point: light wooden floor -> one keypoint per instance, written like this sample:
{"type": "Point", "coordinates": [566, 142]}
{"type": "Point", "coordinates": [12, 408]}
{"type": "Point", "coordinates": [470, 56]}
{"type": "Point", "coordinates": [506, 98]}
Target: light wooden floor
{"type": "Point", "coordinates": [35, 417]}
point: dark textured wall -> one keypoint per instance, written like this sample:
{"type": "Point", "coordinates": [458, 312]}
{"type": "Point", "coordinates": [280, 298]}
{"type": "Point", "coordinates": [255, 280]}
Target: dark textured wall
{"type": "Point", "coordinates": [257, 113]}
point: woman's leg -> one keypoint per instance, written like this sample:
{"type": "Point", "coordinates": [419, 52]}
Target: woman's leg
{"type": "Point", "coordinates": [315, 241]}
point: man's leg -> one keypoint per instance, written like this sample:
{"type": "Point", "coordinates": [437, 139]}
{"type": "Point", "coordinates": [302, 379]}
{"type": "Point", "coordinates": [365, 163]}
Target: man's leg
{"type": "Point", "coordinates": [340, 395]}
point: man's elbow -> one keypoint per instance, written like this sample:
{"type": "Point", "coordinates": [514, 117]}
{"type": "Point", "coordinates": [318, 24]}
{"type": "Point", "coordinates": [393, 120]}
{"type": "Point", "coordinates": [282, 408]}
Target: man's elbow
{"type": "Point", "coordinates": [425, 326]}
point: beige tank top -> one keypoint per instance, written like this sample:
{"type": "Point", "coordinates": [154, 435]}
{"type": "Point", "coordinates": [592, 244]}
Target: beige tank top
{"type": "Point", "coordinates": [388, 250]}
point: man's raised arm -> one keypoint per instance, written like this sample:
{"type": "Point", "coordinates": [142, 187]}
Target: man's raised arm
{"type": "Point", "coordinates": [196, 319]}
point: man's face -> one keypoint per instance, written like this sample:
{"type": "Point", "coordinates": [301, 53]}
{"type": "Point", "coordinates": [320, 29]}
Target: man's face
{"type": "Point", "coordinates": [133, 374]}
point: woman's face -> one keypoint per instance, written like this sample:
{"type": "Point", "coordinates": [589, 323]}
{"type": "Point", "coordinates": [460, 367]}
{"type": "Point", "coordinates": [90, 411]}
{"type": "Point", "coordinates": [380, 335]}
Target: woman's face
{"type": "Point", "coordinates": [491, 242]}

• _WORK TO BE COMPLETED_: Convert the rows into a two-column CSV with the headers instruction and response, starting at the line that has "point: man's raised" and ending after the last row. Give one CSV line per row: its text under instruction and its answer under response, with each field in quotes and line breaks replaced by spaces.

• _EXPECTED ANSWER_:
instruction,response
"point: man's raised arm -> one keypoint per instance, written like this sample: {""type"": ""Point"", ""coordinates"": [142, 187]} Target: man's raised arm","{""type"": ""Point"", ""coordinates"": [196, 319]}"
"point: man's face -> one keypoint per instance, written like this sample: {""type"": ""Point"", ""coordinates"": [301, 53]} {""type"": ""Point"", ""coordinates"": [320, 29]} Target: man's face","{""type"": ""Point"", ""coordinates"": [133, 374]}"
"point: woman's face -> one keypoint per instance, written like this sample: {""type"": ""Point"", ""coordinates"": [589, 323]} {""type"": ""Point"", ""coordinates"": [460, 367]} {""type"": ""Point"", ""coordinates"": [90, 411]} {""type"": ""Point"", ""coordinates"": [380, 335]} Target: woman's face","{""type"": ""Point"", ""coordinates"": [491, 242]}"